- **DOKUMEN SUMBER**
▬▬▬▬▬▬
Senin, 01 Desember 2008

Nasihat untuk Pekerja Otak; Jangan 'Bakiah'


Oleh Ahmad Syafii Maarif

Saya tulis Resonansi ini sambil berbaring di Jogja International Hospital, setelah dapat izin dari dokter ahli THT yang sangat ramah. Tetapi tulislah, katanya, yang tidak melibatkan emosi, sebab jika otak biasa bekerja, dibiarkan nganggur, malah stres. Dengan izin dokter ini, sedikit kesulitan teknis dapat saya atasi. Fasilitas yang saya pakai adalah sarana e-mail Blackberry di ponsel.

Bulan November ini saya dua kali ambruk, pertama tidak dibawa ke rumah sakit, bisa pulih sendiri dengan istirahat total di rumah; kedua lebih berat, terpaksa diadukan kepada dokter ahli penyakit dalam THT. Tidak tahu saya harus berapa lama dirawat, akan saya terima dengan sabar dan tenang. Penyebab utama sakit ini sesungguhnya tidak perlu tanya dokter, istri saya pasti akan menjawab karena 'bakiah'. Saya dikatakan 'bakiah' (bahasa Minang: keras kepala) atau mungkin lebih dari itu.
▬▬▬▬▬▬
- **DATA YANG DITAMPILKAN**
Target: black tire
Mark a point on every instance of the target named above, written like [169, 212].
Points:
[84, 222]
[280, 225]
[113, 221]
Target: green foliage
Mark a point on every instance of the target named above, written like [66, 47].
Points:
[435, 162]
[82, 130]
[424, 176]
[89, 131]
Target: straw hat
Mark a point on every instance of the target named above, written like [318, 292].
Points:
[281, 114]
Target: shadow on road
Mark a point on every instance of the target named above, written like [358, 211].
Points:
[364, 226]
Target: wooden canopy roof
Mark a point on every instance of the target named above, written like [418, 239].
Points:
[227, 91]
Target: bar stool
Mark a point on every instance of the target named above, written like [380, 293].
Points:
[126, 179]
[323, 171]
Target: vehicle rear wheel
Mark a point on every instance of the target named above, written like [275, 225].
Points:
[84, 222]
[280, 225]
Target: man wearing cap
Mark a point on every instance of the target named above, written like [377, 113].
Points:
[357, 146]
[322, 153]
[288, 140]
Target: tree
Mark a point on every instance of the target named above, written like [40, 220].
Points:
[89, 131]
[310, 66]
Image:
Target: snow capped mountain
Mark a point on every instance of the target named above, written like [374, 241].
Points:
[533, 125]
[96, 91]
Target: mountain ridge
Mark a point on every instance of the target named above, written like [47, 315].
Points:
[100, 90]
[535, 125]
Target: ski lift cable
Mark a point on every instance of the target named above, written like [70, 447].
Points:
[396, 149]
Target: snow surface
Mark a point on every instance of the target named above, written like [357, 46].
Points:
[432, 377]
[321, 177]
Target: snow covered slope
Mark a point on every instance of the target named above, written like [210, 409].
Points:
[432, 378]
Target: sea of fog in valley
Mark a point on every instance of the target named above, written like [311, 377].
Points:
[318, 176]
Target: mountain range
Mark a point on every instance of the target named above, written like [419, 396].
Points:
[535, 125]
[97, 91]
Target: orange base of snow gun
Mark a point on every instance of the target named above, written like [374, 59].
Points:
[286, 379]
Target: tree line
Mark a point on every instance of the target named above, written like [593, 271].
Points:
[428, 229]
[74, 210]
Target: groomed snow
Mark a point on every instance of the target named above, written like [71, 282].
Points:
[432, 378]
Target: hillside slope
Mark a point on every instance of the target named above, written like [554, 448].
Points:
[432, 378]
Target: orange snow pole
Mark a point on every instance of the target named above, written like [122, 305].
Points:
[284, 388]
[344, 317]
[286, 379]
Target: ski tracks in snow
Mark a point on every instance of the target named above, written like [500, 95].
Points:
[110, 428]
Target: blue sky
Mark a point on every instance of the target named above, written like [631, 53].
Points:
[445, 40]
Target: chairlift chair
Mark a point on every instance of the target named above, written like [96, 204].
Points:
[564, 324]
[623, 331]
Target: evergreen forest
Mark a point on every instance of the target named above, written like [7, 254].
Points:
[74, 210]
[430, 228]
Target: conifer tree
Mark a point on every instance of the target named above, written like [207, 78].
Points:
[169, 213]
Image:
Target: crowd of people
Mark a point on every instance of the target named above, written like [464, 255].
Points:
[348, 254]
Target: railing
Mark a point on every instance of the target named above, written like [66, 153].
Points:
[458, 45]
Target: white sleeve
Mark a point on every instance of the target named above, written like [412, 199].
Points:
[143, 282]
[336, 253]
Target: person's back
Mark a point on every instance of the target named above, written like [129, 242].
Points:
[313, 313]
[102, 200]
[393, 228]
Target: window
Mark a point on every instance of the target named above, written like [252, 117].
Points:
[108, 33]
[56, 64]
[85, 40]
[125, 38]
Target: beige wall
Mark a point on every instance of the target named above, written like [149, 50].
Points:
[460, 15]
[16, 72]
▬▬▬▬▬▬
- **URAIAN TUGAS**
Lanjutkan tulisan tentang nasihat untuk pekerja otak mulai dari sesudah kalimat terakhirnya.

- **HASIL**
Apa buktinya saya 'bakiah'? Bila lagi menulis sedang didesak deadline, sering tidak kenal waktu, siang malam. Tidak jarang melampaui tengah malam. Akibatnya, ternyata bisa fatal, apalagi dalam usia senja seperti saya. Jika kehendak pikiran diperturutkan, rasanya sehari semalam terlalu pendek. Maunya bergelut terus dengan komputer untuk mendapatkan informasi terakhir tentang berbagai masalah global dan nasional, tidak habis-habisnya.

Demikianlah bulan November ini, di samping untuk Resonansi, Perspektif, juga harus menulis makalah untuk Ikatan Sarjana Katolik Indonesia, Kementerian Polhukam, dan Habibie Center. Selain itu, ada pula dialog dengan forum studi kemasyarakatan di Jakarta. Sekalipun tanpa makalah, energi terkuras juga di forum ini. Forum ini ternyata anti-Obama, dengan menghadirkan seorang Amerika sebagai salah seorang narasumber. Tidak tanggung-tanggung, menurut si bule ini, bagi dunia Islam, Obama lebih berbahaya dari Bush. Padahal, belum dilantik, bukan?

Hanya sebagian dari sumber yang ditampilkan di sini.